## begin RECORD EXTRACTS

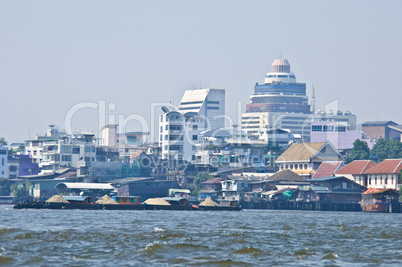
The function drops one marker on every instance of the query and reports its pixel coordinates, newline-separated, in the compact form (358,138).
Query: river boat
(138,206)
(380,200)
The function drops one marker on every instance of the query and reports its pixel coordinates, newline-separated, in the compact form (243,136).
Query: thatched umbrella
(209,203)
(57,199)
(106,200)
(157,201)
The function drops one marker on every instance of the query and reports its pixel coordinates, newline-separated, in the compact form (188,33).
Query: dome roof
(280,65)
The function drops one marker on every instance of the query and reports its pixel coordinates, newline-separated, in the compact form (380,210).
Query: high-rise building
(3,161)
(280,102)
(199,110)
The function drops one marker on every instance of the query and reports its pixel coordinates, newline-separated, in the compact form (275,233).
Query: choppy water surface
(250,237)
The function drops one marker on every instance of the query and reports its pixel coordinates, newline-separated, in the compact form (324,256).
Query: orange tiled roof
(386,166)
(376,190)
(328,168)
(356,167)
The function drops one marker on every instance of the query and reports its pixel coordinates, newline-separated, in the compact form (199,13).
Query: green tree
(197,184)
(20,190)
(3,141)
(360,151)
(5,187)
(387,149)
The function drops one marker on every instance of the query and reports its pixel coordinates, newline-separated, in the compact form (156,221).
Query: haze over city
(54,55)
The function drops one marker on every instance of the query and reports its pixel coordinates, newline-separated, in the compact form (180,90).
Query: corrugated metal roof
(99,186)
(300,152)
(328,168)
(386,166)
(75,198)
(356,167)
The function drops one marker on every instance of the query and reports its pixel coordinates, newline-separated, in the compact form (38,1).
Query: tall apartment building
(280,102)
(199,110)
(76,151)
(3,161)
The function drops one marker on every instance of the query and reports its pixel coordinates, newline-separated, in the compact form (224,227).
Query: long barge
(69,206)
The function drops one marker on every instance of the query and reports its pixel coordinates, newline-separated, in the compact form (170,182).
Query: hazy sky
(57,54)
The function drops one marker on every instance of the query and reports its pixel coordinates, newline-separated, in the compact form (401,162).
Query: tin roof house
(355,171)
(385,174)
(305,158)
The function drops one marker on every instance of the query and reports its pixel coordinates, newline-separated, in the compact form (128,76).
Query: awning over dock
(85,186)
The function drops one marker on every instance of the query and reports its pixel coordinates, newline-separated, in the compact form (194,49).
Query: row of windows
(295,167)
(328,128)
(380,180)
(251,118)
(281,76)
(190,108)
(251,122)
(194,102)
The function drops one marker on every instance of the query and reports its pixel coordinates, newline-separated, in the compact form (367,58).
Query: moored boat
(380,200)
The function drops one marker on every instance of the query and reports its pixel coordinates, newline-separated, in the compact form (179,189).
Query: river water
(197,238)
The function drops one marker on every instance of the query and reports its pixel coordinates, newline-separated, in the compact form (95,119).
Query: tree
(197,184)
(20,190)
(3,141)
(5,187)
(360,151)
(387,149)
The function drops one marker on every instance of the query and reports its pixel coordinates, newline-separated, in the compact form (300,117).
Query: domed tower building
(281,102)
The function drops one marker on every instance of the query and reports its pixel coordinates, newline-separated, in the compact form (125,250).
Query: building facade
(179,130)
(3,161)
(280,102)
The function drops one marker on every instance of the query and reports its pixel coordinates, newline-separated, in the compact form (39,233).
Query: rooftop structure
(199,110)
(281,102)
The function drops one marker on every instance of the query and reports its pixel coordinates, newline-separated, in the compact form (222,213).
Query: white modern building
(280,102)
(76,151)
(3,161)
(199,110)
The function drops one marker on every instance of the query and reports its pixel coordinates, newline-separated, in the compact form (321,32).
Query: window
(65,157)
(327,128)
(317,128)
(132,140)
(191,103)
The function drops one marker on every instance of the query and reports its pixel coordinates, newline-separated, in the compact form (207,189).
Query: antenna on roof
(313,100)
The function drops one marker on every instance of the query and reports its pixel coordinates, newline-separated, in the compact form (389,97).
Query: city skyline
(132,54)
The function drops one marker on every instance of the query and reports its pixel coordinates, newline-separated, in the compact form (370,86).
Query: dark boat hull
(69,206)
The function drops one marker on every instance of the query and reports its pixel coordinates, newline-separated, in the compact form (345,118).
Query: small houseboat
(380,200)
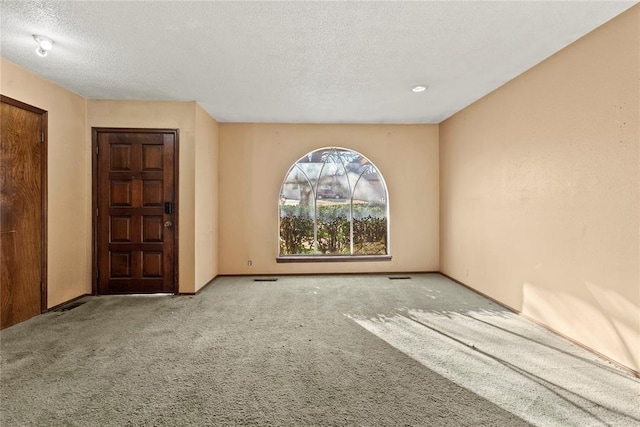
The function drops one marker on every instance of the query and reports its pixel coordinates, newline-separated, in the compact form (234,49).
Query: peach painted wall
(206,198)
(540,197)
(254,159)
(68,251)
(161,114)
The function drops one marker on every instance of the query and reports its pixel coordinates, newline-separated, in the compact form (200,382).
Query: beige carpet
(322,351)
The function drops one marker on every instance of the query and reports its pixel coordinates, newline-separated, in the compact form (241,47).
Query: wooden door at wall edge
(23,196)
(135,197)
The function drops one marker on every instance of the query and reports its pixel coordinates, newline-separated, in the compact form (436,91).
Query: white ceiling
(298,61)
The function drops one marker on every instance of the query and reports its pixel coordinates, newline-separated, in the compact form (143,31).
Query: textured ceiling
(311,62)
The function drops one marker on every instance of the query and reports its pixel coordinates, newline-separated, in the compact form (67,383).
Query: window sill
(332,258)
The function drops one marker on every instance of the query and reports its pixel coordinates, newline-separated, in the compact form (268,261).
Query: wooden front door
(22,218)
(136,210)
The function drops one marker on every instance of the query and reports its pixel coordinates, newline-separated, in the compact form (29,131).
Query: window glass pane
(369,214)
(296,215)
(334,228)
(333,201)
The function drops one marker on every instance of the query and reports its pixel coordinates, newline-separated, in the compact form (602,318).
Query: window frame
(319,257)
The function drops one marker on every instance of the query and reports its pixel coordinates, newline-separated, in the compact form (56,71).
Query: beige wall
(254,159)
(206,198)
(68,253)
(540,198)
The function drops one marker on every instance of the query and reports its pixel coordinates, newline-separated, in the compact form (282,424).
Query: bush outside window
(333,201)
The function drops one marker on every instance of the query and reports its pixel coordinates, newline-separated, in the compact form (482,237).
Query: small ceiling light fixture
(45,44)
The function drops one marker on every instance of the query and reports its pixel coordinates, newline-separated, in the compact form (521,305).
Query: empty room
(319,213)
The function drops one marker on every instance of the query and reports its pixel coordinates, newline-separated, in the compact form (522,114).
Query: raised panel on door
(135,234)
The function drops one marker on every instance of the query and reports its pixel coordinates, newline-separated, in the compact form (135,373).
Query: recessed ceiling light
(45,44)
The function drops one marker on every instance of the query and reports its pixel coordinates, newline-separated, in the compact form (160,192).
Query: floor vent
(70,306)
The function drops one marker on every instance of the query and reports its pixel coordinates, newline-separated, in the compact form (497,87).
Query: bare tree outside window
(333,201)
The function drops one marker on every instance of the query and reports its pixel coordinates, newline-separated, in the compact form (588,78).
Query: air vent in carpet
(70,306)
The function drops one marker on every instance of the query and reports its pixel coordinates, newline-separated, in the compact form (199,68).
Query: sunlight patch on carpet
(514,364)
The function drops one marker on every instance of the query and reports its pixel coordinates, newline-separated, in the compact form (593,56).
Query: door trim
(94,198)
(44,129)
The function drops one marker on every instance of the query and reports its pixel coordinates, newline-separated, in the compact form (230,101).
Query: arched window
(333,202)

## end RECORD EXTRACTS

**DIRECTIVE:** Quote all of the lines above word for word, leaving out the pictures.

**IN RESPONSE:**
The function drops one marker on every instance of the query and reports its pixel coordinates, newline-separated, in the compact form (358,138).
Query: river boat
(138,206)
(380,200)
The function drops one marker on every instance of the query and reports its pixel coordinates, newline-separated, in the compact form (243,136).
Query: thatched umbrella
(209,203)
(57,199)
(106,200)
(157,201)
The function drops one marker on every instance of the query and reports its pixel coordinates, newline-separated, in the compact form (188,33).
Query: dome roof
(280,65)
The function drops one marker on every instance of the query and reports its pixel coordinates, newline-separated, in the compact form (380,210).
Query: high-rise building
(3,161)
(280,102)
(199,110)
The function drops one marker on every instance of the query and reports its pixel coordinates, newline-separated, in the compact form (275,233).
Query: choppy water surface
(250,237)
The function drops one marker on every instance of the query and reports its pixel coordinates, newline-separated, in the compact form (324,256).
Query: orange tiled roof
(386,166)
(376,190)
(328,168)
(356,167)
The function drops one marker on every instance of the query and reports its pixel coordinates, newline-separated, in the compact form (199,13).
Query: green tree
(197,184)
(20,190)
(3,141)
(360,151)
(5,187)
(387,149)
The function drops one marker on every instance of the query and reports its pixel coordinates, newline-separated, in the compact form (156,221).
Query: haze over city
(54,55)
The function drops one marker on every instance of the query and reports its pixel coordinates, newline-separated, in the compact form (180,90).
Query: corrugated metal roof
(99,186)
(300,152)
(328,168)
(386,166)
(75,198)
(356,167)
The function drops one marker on every instance of the query and reports its pixel coordinates, newline-separated, in the compact form (38,1).
Query: tall apartment building
(280,102)
(199,110)
(76,151)
(3,161)
The function drops one marker on every instance of the query and reports its pixel coordinates, newline-separated, in the compact form (224,227).
Query: long barge
(69,206)
The function drops one marker on every instance of the query and reports its pixel coordinates, newline-separated, in the compact form (170,182).
Query: hazy sky
(57,54)
The function drops one marker on every instance of the query and reports its pixel coordinates, newline-separated, in the compact form (401,162).
Query: tin roof house
(355,171)
(385,174)
(305,158)
The function drops one marker on every instance of the query and reports its pixel coordinates, newline-separated, in the compact form (128,76).
Query: awning over dock
(85,186)
The function drops one marker on every instance of the query and reports its pixel coordinates, newline-separated, in the compact form (194,49).
Query: row of windows
(295,167)
(328,128)
(380,180)
(251,118)
(281,76)
(190,108)
(251,122)
(194,102)
The function drops one marker on every instance of the query and reports its pixel coordinates, newline-separated, in the compact form (367,58).
Query: moored boat
(380,200)
The function drops one marker on every instance of the query and reports its pixel coordinates, newline-separated, in the compact form (179,189).
Query: river water
(197,238)
The function drops one marker on every instance of the query and reports its pixel coordinates, newline-separated, in the compact form (95,119).
Query: tree
(197,184)
(20,190)
(3,141)
(5,187)
(360,151)
(387,149)
The function drops one marker on every instance of the query and reports its pixel coordinates, newline-separated, in the compact form (300,117).
Query: domed tower building
(281,102)
The function drops one marker on every instance of the query and reports its pixel coordinates, newline-separated, in the compact form (125,250).
Query: building facade
(179,130)
(3,161)
(280,102)
The function drops one marker on every instance of the query and reports its pixel coordinates, newline-separated, in the compact form (39,233).
Query: rooftop structure
(199,110)
(281,102)
The function drops one marker on every instance of the query and reports its pixel coordinates, newline-separated, in the compact form (222,213).
Query: white modern building
(280,102)
(76,151)
(3,161)
(199,110)
The function drops one marker on every instance of the query and reports its pixel coordinates, newline-separated, in the compact form (321,32).
Query: window
(65,157)
(327,128)
(317,128)
(132,140)
(191,103)
The function drops one marker on every instance of the query and reports its pixel coordinates, newline-separated, in the compact form (207,189).
Query: antenna on roof
(313,100)
The function drops one marker on every instance of the query and reports its pixel coordinates, newline-separated, in the compact form (389,97).
Query: city skyline
(132,54)
The function drops one marker on every instance of the query and reports its pixel coordinates, newline-separated, in the compact form (370,86).
Query: dark boat hull
(69,206)
The function drops one marker on every instance of the query and reports its pixel coordinates, newline-separated, in the compact form (345,118).
Query: small houseboat
(380,200)
The function drops one marker on every instance of the query and reports its pixel coordinates, newline-separated, in the compact form (234,49).
Query: peach painted wall
(206,198)
(540,197)
(254,159)
(68,251)
(161,114)
The function drops one marker on every instance of the query and reports its pixel coordinates, newline-separated, in the compact form (200,382).
Query: beige carpet
(322,351)
The function drops one marker on every instance of the query and reports its pixel coordinates, newline-separated, in the compact form (241,47).
Query: wooden door at wall edge
(23,196)
(135,197)
The function drops one marker on every instance of the query and reports its pixel coordinates, newline-separated, in the compact form (436,91).
Query: white ceiling
(298,61)
The function drops one marker on every instance of the query and reports its pixel coordinates, newline-separated, in the compact form (143,31).
Query: textured ceiling
(311,62)
The function drops one marker on every instance of the query and reports its pixel coordinates, newline-separated, in the compact form (67,383).
Query: window sill
(332,258)
The function drops one marker on every instance of the query and reports its pixel coordinates, newline-separated, in the compact form (268,261).
Query: wooden front door
(22,218)
(136,210)
The function drops one marker on every instance of the query and reports its pixel coordinates, newline-separated, in the compact form (29,131).
Query: window glass pane
(369,214)
(296,215)
(334,228)
(333,201)
The function drops one marker on every instance of the query and reports its pixel coordinates, newline-separated, in the compact form (602,318).
Query: window frame
(319,257)
The function drops one marker on every instance of the query and reports its pixel coordinates, newline-separated, in the compact form (56,71).
Query: beige wall
(254,159)
(206,198)
(68,253)
(540,198)
The function drops one marker on every instance of the query and reports its pixel coordinates, newline-separated, in the compact form (282,424).
Query: bush outside window
(333,201)
The function drops one marker on every instance of the query and reports its pixel coordinates, newline-separated, in the compact form (482,237).
Query: small ceiling light fixture
(45,44)
The function drops one marker on every instance of the query and reports its pixel coordinates, newline-separated, in the compact form (521,305).
Query: empty room
(319,213)
The function drops one marker on every instance of the query and reports its pixel coordinates, newline-separated, in the compact form (522,114).
Query: raised panel on door
(135,234)
The function drops one marker on every instance of the query and reports its pixel coordinates, newline-separated, in the compact form (135,373).
Query: recessed ceiling light
(45,44)
The function drops one marker on every instance of the query and reports its pixel coordinates, newline-separated, in the compact form (160,192).
Query: floor vent
(70,306)
The function drops one marker on every instance of the query and reports its pixel coordinates, newline-separated, in the compact form (497,87).
Query: bare tree outside window
(333,201)
The function drops one marker on every instance of the query and reports its pixel coordinates, newline-separated, in the compact form (588,78).
Query: air vent in carpet
(70,306)
The function drops one marker on every instance of the query and reports its pixel coordinates, newline-separated, in the compact form (199,68).
Query: sunlight patch on carpet
(514,364)
The function drops one marker on every instance of the query and reports its pixel coordinates, newline-separated, in the compact form (593,56).
Query: door trim
(94,198)
(44,129)
The function drops one marker on every instance of the query and reports its pixel coordinates, newline-separated, in the compact form (230,101).
Query: arched window
(333,202)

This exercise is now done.